> _TASK TO CARRY OUT_
Quote the material exactly from the line that contains "### Example" through its last line. Any pictures are to be left out.

___ INPUT MATERIAL

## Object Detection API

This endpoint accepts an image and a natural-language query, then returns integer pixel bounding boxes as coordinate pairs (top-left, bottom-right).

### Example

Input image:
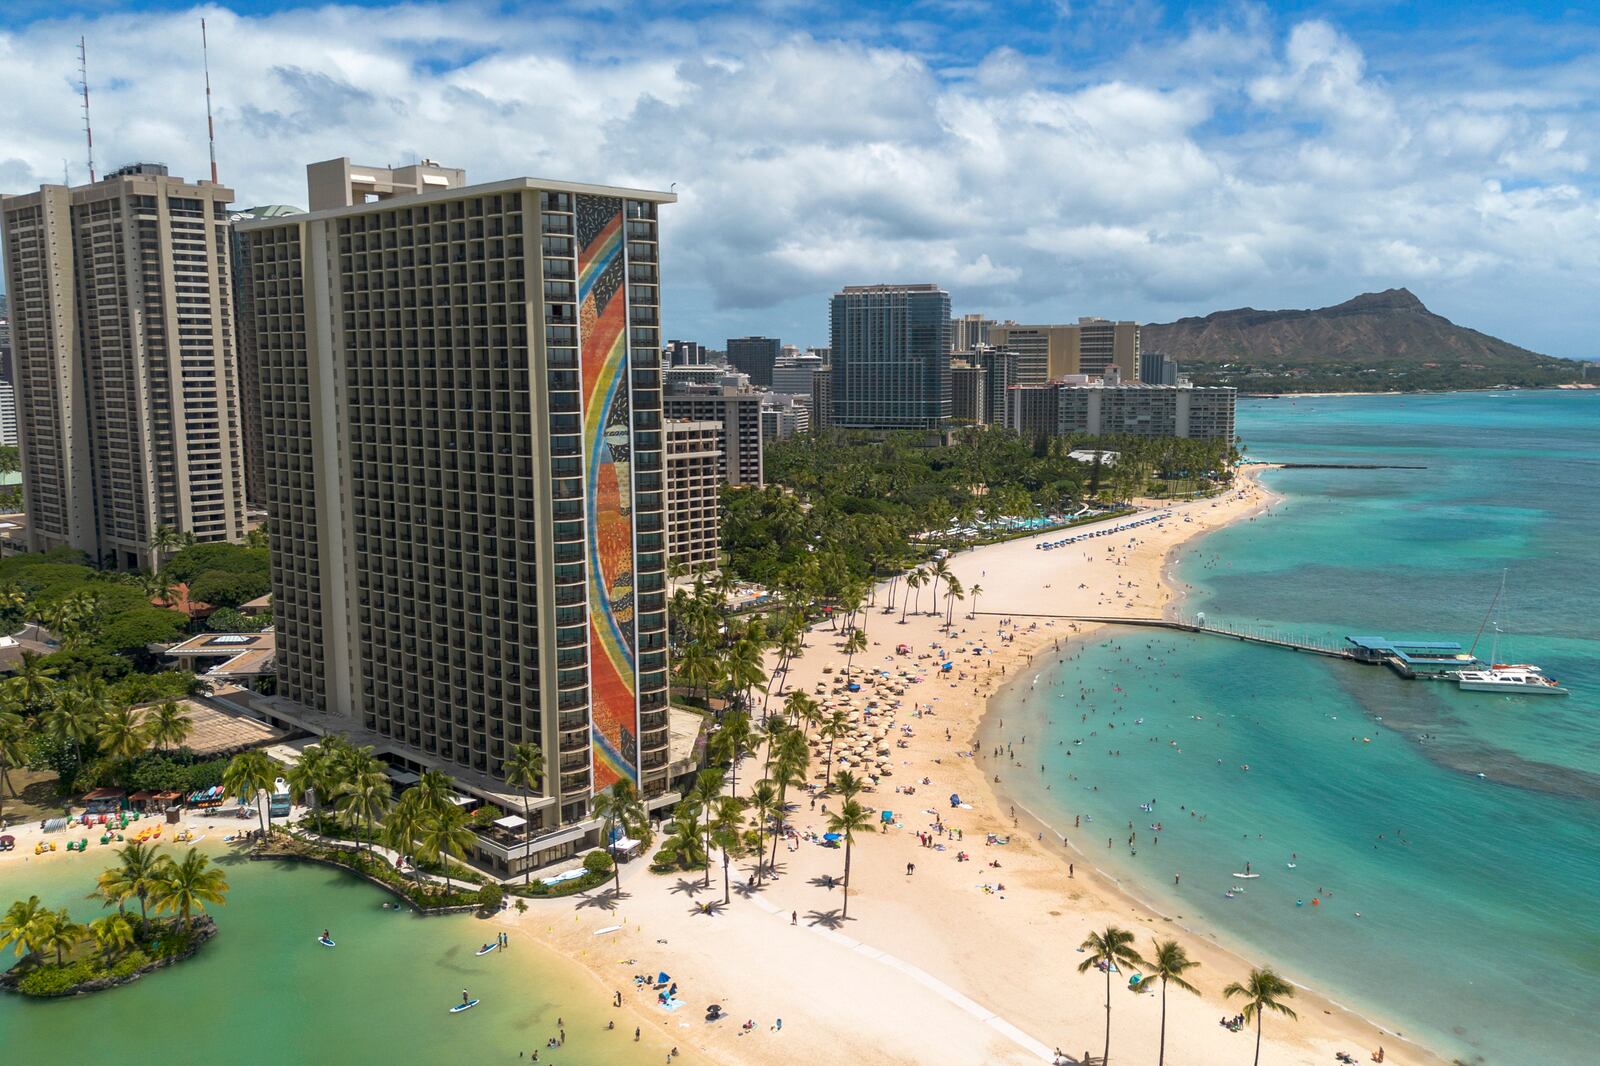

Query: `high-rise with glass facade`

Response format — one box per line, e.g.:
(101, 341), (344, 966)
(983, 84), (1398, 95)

(829, 284), (951, 431)
(238, 167), (676, 859)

______

> _ANSWER AREA_
### Example

Input image:

Query: `high-rise with glass facade`

Response format — one box per line, e.g.:
(101, 341), (344, 966)
(983, 84), (1398, 95)

(829, 284), (951, 431)
(238, 167), (676, 859)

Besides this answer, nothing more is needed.